(Location annotation dataset excerpts)
◇ ◇ ◇ ◇ ◇ ◇ ◇

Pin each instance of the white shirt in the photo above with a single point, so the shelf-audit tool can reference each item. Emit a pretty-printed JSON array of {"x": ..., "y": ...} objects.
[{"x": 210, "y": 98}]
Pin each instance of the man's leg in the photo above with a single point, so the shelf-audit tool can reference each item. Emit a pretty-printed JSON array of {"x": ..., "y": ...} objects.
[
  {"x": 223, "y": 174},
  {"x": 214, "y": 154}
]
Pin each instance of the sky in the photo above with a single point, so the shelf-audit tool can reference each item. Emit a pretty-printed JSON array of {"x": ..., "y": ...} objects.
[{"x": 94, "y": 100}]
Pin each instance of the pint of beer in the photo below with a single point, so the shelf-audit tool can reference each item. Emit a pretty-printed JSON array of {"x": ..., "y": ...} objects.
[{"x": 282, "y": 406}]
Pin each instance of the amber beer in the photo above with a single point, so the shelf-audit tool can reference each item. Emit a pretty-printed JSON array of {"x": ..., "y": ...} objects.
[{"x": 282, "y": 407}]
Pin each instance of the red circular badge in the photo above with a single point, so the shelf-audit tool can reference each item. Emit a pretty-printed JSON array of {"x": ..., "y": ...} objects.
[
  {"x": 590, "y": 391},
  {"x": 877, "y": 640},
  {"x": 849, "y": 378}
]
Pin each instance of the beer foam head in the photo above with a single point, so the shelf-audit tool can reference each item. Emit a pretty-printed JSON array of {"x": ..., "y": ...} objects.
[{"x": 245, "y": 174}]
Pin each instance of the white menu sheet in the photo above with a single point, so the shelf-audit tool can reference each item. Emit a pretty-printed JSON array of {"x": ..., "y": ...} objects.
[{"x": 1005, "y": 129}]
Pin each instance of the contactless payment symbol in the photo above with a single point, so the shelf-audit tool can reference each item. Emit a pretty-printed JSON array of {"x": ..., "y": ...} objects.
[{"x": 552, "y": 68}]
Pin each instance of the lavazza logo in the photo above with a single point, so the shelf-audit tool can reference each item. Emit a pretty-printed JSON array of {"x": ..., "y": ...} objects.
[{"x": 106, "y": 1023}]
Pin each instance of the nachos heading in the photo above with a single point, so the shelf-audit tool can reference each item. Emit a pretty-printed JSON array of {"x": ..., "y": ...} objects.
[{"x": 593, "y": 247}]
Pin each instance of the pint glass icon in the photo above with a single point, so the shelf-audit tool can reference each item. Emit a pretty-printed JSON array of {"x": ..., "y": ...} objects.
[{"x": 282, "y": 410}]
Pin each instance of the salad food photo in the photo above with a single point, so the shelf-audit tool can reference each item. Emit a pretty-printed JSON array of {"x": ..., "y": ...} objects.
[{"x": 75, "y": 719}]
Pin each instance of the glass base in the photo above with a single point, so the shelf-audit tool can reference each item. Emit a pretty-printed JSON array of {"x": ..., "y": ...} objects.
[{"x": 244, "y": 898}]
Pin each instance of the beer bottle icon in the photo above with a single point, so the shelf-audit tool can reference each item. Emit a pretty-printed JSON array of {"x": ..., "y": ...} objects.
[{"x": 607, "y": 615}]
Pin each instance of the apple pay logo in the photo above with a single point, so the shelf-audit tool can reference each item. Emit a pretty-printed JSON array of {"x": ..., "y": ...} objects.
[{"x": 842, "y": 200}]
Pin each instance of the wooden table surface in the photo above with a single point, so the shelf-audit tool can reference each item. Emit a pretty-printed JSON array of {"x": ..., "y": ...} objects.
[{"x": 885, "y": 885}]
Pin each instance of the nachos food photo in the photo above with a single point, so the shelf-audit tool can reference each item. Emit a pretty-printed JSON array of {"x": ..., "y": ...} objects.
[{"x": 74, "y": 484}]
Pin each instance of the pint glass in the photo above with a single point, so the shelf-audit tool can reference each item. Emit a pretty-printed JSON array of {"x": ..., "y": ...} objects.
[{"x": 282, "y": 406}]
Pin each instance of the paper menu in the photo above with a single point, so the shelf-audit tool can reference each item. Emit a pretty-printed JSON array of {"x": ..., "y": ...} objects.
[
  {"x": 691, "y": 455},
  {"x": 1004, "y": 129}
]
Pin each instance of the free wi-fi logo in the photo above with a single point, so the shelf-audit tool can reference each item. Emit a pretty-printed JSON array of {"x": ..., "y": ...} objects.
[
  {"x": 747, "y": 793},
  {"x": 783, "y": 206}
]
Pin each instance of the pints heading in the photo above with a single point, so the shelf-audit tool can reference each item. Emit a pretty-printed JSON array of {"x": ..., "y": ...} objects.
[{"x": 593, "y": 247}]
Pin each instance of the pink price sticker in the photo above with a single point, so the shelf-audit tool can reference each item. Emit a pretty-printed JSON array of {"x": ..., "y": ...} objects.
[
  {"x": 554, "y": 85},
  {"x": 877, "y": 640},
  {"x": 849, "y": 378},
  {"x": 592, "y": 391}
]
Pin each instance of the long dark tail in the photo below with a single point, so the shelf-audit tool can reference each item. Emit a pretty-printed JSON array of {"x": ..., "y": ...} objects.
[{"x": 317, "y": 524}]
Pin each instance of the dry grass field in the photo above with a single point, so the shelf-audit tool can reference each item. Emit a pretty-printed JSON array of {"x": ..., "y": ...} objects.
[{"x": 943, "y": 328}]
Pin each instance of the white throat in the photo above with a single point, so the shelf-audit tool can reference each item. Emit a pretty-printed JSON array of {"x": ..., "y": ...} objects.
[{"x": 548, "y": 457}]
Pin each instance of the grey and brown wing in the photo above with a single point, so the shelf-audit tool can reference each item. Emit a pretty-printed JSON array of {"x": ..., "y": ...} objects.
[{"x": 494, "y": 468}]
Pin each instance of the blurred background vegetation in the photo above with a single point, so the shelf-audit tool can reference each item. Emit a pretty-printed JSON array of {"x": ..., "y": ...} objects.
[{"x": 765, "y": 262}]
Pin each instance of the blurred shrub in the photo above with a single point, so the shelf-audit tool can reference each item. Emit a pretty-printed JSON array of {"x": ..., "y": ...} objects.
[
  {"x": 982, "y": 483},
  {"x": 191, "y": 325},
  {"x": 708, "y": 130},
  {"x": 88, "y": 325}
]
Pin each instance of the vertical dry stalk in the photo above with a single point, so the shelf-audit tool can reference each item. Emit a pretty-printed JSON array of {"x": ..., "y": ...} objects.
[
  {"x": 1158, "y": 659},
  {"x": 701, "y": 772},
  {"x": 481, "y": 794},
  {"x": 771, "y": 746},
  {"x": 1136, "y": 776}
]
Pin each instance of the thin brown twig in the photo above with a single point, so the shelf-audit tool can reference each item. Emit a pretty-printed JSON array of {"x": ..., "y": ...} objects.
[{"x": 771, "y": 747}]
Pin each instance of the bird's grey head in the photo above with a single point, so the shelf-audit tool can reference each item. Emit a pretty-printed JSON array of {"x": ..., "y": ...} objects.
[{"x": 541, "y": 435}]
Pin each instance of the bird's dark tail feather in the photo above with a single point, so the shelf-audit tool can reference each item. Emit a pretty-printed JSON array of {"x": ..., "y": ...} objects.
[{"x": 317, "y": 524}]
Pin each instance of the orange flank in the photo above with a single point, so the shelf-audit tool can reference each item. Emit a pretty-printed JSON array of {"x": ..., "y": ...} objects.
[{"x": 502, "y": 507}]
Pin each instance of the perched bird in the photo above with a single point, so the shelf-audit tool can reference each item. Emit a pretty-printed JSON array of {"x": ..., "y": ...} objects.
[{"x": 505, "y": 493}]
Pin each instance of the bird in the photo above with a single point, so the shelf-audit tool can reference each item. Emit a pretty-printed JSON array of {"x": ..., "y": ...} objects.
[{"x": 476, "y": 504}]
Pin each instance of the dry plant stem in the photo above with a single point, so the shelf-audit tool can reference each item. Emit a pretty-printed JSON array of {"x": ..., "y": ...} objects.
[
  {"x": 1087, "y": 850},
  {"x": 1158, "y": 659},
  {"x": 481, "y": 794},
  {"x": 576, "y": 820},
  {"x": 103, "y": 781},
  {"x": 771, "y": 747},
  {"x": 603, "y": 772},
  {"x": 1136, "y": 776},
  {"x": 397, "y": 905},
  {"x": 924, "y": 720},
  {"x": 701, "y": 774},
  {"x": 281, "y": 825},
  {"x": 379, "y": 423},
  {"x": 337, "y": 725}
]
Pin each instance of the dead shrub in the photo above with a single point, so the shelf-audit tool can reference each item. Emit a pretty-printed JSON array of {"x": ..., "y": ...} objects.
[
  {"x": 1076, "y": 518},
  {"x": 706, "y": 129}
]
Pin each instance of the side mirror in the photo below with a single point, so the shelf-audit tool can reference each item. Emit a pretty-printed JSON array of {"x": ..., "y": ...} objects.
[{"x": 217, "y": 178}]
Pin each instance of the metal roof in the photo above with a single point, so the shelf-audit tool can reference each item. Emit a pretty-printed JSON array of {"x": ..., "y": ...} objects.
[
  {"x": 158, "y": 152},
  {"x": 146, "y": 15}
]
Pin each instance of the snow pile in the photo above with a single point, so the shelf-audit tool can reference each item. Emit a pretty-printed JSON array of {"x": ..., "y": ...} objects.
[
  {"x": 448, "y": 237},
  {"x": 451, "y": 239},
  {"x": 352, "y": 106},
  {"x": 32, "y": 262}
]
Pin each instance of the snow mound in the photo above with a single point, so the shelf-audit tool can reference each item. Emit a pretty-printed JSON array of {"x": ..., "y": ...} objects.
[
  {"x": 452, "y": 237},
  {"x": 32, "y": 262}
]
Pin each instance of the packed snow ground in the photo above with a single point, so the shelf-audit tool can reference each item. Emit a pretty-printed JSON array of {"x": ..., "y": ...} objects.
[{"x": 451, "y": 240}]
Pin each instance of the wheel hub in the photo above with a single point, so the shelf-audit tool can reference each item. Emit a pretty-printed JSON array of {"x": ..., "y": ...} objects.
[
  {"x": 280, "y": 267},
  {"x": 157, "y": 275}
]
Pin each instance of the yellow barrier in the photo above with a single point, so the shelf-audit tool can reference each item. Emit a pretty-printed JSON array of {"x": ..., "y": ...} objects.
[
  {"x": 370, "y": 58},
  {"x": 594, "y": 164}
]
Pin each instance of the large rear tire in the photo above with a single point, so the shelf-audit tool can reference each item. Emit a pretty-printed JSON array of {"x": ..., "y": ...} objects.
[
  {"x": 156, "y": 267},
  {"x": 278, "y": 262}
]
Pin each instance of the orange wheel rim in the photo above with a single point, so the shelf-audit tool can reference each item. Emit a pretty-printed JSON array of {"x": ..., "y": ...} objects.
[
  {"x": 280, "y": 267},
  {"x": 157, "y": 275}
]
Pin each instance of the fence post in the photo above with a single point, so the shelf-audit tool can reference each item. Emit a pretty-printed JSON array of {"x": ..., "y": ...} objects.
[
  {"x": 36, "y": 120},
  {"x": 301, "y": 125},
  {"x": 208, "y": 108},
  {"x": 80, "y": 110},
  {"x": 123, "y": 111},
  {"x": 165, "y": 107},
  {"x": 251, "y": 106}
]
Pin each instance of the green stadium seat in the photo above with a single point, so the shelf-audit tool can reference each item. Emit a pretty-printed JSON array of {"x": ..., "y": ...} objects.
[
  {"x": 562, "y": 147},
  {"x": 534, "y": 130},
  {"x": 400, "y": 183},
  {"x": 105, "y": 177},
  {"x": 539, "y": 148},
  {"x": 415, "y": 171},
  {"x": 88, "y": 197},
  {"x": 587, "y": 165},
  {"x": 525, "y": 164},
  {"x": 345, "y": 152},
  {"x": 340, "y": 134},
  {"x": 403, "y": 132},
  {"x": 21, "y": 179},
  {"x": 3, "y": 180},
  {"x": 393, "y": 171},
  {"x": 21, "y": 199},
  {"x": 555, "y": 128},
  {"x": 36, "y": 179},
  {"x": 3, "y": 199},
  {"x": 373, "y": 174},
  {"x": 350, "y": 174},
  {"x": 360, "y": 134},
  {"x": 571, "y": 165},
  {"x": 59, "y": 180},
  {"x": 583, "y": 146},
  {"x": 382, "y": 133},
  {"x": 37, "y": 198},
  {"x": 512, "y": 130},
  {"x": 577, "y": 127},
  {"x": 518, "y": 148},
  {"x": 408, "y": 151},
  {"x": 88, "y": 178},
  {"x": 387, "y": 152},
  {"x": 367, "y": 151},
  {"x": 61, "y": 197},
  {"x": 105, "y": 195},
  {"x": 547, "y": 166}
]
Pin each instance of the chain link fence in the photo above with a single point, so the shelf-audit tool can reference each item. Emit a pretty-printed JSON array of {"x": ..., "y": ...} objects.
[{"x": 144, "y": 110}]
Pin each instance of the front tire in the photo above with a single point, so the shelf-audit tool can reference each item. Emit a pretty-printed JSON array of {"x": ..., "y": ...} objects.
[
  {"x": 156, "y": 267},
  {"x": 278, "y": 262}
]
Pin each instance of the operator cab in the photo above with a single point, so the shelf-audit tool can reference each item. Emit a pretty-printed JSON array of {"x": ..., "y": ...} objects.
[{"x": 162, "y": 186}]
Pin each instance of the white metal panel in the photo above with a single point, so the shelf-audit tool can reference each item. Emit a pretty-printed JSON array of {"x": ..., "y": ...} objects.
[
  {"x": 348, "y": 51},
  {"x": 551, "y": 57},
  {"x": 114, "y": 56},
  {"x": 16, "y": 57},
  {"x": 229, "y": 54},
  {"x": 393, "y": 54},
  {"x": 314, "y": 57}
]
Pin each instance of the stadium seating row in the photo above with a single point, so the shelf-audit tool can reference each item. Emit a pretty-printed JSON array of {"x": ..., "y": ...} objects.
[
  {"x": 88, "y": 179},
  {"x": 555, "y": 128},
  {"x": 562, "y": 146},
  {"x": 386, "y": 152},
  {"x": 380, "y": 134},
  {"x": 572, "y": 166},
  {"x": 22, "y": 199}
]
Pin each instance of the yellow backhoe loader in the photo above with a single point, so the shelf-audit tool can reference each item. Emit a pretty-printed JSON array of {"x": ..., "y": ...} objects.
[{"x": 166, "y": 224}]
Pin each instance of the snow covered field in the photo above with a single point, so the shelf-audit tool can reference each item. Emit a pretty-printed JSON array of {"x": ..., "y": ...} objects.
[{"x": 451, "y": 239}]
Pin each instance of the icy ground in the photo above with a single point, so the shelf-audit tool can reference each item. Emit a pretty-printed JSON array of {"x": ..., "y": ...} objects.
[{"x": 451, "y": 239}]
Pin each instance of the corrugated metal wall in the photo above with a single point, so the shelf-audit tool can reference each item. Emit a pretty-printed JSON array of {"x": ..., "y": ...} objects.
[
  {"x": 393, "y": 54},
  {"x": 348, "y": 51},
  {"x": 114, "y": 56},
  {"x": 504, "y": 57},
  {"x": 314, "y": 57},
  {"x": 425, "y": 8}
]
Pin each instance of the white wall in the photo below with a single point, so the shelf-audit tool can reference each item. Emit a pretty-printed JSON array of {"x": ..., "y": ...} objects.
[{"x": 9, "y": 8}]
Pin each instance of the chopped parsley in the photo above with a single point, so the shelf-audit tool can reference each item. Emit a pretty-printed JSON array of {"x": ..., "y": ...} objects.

◇ ◇ ◇ ◇ ◇ ◇ ◇

= Do this =
In the listing above, find the line containing "Pin each instance of the yellow backhoe" and please quote exactly that line through the last one, and no other lines.

= Output for this exercise =
Pin each instance of the yellow backhoe loader in the photo above with a single point, so the shelf-audit tool can reference each item. Emit a pretty-printed JSON array of {"x": ..., "y": ...} objects.
[{"x": 166, "y": 224}]
Pin each instance of the snow covered field in the photo above with a single point, so the shelf-audit tool can reference each item. Emit a pretty-printed JSON array of {"x": ..., "y": ...} objects.
[{"x": 451, "y": 239}]
Pin each instance of the icy ground in the photo above with a single point, so the shelf-audit tool can reference each item. Emit a pretty-printed JSON array of {"x": ..., "y": ...} objects.
[{"x": 451, "y": 239}]
Pin each instance of the corrugated metal wall in the photo above with a single point, so the shelf-audit tool can reference each item. Emit a pretty-printed JSON array of {"x": ..., "y": ...} objects.
[
  {"x": 393, "y": 54},
  {"x": 348, "y": 51},
  {"x": 114, "y": 56},
  {"x": 504, "y": 57},
  {"x": 314, "y": 57},
  {"x": 425, "y": 8}
]
Pin each instance of the white wall in the photo below with a single point, so the shelf-audit tool can reference each item. Emit a pretty-printed JSON array of {"x": ..., "y": ...} objects.
[{"x": 9, "y": 8}]
Pin each instance of the chopped parsley in the photo above with a single point, so the shelf-audit tool can reference each item. Emit a pretty-printed JSON array of {"x": ..., "y": ...} objects.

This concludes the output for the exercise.